Given exercise> Update the entries below by replacing "dreadlocked" with "braided" and keeping all other text the same. Omit the pictures from your answer.

---------- Provided records

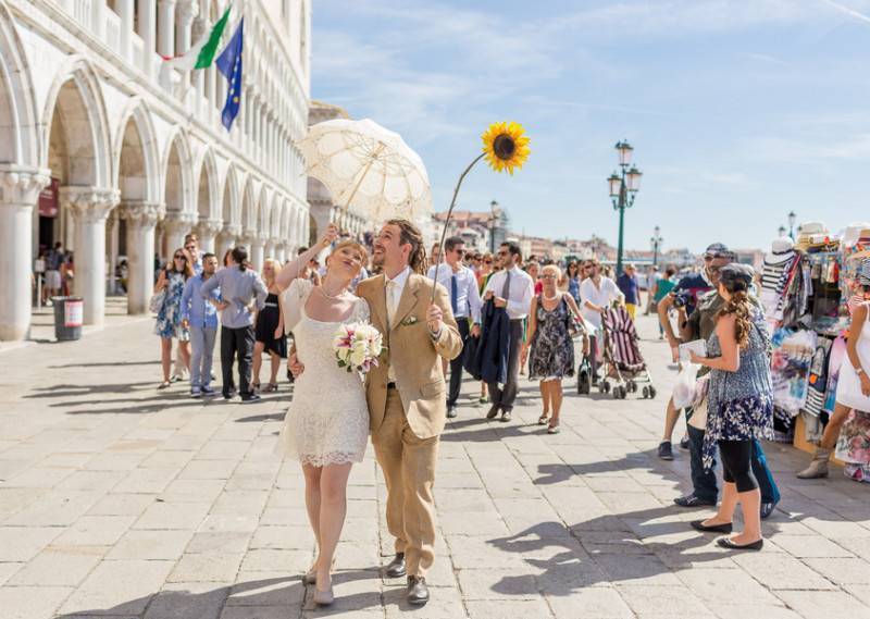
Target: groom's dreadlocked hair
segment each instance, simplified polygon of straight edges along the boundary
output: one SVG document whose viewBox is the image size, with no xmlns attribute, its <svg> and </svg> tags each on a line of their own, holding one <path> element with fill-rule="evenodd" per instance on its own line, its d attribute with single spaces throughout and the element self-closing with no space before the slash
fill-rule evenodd
<svg viewBox="0 0 870 619">
<path fill-rule="evenodd" d="M 402 245 L 407 243 L 411 246 L 411 255 L 408 257 L 411 271 L 425 275 L 427 269 L 426 247 L 423 243 L 423 235 L 420 234 L 420 230 L 408 220 L 389 220 L 387 224 L 399 226 L 401 231 L 399 243 Z"/>
</svg>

--------------------

Output of the exercise>
Target: groom's braided hair
segment each instance, simplified polygon of straight edges along the boundary
output: one SVG document whose viewBox is the image size, with no xmlns attribute, its <svg> and </svg> tags each on a line of their own, holding one <path> element with fill-rule="evenodd" per instance on its own line, its d attribute with single spaces throughout and the element self-closing with no space before the slash
fill-rule evenodd
<svg viewBox="0 0 870 619">
<path fill-rule="evenodd" d="M 402 245 L 407 243 L 411 246 L 411 255 L 408 257 L 411 271 L 425 275 L 427 269 L 426 247 L 423 243 L 423 235 L 420 234 L 420 230 L 408 220 L 389 220 L 387 224 L 399 226 L 401 231 L 399 243 Z"/>
</svg>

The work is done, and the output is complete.